RECORDS PROVIDED:
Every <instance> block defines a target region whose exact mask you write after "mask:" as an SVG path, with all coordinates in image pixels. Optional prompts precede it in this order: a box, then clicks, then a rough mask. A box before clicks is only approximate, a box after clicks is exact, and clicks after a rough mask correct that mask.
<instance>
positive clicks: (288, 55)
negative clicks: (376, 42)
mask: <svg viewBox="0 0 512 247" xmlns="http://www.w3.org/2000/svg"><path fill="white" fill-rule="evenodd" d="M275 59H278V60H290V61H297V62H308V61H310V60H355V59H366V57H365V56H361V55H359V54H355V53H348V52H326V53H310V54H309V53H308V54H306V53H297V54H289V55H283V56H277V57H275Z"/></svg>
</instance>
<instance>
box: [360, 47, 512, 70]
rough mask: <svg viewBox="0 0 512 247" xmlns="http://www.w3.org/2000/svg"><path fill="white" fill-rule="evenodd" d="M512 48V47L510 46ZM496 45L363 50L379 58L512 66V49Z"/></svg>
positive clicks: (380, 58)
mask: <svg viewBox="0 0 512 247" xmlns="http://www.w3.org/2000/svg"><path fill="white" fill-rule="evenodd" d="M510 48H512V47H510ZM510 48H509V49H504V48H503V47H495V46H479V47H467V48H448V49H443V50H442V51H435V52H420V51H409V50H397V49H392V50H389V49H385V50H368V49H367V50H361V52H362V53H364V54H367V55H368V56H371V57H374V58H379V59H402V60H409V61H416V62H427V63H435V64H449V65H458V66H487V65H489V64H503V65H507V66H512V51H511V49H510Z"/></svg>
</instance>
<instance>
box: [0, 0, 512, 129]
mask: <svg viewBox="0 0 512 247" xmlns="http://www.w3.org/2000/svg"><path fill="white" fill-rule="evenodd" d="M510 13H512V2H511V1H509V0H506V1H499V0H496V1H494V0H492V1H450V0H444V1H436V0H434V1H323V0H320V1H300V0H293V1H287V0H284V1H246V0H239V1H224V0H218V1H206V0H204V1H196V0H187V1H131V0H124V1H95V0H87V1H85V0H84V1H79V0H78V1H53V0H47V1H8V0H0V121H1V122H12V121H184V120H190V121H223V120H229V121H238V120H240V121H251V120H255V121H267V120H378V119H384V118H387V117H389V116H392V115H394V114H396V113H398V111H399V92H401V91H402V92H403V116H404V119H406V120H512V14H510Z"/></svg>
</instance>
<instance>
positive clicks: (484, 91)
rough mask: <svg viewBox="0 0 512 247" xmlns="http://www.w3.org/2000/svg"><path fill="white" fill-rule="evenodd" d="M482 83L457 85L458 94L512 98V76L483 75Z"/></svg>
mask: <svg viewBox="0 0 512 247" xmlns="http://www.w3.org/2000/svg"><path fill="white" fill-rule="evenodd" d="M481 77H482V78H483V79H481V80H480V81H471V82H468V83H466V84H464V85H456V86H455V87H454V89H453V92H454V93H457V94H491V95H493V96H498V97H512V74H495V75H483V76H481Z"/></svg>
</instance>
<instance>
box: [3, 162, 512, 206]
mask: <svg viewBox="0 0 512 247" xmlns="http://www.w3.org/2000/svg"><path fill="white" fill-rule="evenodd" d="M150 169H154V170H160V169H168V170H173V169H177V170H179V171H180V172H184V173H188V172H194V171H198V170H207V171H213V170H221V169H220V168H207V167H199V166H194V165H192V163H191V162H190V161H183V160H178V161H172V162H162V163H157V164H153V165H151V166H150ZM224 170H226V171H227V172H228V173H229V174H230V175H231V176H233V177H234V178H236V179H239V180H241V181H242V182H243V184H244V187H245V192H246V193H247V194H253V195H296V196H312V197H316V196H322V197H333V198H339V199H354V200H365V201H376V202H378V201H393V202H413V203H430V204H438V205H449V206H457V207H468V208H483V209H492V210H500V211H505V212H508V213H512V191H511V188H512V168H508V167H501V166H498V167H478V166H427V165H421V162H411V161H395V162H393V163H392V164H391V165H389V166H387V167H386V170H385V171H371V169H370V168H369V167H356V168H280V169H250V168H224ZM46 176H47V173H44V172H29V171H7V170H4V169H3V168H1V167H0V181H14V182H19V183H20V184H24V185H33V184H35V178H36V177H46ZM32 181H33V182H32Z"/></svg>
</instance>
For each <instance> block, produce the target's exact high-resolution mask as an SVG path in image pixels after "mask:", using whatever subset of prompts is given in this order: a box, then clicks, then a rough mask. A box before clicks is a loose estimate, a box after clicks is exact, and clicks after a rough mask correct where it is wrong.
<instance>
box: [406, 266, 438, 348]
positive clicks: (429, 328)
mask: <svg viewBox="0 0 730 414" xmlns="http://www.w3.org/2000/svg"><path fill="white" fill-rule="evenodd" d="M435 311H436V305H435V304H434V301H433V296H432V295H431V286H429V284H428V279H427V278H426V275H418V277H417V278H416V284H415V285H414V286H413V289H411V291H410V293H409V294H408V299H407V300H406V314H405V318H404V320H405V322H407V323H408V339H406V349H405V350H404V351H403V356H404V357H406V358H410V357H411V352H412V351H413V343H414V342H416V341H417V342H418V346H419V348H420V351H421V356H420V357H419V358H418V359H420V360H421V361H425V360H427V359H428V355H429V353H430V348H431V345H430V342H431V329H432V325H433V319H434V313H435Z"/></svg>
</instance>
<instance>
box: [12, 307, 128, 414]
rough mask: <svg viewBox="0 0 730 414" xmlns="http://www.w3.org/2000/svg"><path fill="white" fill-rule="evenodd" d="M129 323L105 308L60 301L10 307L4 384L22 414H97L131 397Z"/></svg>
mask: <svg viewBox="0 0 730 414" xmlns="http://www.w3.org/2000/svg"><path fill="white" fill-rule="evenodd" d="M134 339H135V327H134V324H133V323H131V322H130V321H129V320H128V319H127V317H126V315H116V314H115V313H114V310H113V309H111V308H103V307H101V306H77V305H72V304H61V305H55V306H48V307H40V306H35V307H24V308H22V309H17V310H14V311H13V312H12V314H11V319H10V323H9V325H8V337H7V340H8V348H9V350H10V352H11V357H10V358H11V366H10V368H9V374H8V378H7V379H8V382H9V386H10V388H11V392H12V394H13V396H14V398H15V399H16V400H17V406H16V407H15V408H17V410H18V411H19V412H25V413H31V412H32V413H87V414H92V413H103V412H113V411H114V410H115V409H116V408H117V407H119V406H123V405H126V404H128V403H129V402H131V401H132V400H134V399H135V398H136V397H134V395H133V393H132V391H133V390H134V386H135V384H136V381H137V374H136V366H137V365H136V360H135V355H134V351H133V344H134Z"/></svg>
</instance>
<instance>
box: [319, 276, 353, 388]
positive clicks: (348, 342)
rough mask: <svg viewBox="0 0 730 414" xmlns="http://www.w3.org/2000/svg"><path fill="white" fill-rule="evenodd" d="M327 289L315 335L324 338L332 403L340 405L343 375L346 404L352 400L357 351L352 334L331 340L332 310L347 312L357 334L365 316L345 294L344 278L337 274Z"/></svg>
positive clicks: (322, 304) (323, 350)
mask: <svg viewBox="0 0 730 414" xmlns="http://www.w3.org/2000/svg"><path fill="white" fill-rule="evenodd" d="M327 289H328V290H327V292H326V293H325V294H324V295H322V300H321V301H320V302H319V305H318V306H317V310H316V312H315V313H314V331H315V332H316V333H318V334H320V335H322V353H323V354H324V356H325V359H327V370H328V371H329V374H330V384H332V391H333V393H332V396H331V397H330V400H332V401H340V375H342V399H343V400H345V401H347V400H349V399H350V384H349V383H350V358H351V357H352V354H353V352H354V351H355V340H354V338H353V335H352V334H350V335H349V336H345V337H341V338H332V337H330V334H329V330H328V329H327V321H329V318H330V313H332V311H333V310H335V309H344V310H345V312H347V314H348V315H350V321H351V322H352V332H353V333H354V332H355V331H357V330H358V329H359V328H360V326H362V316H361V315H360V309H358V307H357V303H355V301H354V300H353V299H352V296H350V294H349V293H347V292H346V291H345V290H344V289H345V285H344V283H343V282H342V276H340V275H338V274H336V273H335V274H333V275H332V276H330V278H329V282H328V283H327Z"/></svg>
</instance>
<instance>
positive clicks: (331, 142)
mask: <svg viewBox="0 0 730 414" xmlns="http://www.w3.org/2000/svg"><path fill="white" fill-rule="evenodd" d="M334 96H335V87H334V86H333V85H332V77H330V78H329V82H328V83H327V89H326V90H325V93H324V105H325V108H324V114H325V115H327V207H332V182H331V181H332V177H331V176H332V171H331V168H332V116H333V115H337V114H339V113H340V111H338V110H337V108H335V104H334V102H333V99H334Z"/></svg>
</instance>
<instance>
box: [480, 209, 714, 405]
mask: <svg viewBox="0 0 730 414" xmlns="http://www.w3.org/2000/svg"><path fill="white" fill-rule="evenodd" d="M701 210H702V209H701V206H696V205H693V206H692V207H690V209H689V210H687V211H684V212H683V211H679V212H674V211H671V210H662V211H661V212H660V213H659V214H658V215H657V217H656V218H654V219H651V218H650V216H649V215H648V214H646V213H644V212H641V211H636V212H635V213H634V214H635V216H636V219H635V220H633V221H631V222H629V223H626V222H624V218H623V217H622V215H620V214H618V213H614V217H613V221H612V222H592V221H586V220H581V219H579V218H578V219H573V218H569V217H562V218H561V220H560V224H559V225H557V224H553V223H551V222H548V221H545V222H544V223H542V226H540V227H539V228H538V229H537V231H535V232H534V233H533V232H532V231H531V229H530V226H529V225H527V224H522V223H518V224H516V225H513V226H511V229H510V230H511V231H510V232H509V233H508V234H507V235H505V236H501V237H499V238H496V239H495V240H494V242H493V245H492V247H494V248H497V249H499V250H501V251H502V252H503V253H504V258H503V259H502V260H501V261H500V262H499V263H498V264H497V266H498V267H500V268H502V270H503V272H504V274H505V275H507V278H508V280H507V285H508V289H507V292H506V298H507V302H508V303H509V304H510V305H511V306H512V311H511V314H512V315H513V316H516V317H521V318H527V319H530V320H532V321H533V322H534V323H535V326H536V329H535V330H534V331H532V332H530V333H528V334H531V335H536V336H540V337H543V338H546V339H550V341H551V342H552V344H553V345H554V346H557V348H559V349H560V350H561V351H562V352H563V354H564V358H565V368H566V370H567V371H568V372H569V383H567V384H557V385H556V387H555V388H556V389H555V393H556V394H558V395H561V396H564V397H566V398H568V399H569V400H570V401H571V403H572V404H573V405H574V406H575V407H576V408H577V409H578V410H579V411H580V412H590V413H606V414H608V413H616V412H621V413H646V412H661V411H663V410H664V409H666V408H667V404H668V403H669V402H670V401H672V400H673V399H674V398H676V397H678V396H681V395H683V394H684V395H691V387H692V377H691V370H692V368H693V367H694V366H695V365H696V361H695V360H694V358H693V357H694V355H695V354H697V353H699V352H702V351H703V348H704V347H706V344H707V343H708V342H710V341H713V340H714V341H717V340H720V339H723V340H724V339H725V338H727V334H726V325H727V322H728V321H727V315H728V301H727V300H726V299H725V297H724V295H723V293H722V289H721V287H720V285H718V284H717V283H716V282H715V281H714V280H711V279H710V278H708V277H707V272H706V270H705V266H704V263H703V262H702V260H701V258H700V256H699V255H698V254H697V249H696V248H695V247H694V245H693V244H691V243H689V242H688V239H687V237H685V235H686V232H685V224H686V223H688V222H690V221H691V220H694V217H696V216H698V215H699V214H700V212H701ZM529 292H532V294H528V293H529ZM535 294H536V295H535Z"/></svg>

PROBLEM REQUIREMENTS: Rewrite the records starting at the beginning and ending at the line that contains "negative clicks: (376, 42)", replacing "clicks" with "points" and leaving everything else unchanged. Give only those lines.

ANSWER TO THE EXERCISE:
Every <instance> block defines a target region whose exact mask you write after "mask:" as an SVG path, with all coordinates in image pixels. Optional prompts precede it in this order: a box, then points, then a rough mask. A box before points is only approximate, a box after points is exact, and points after a rough mask correct that mask.
<instance>
positive points: (288, 55)
negative points: (376, 42)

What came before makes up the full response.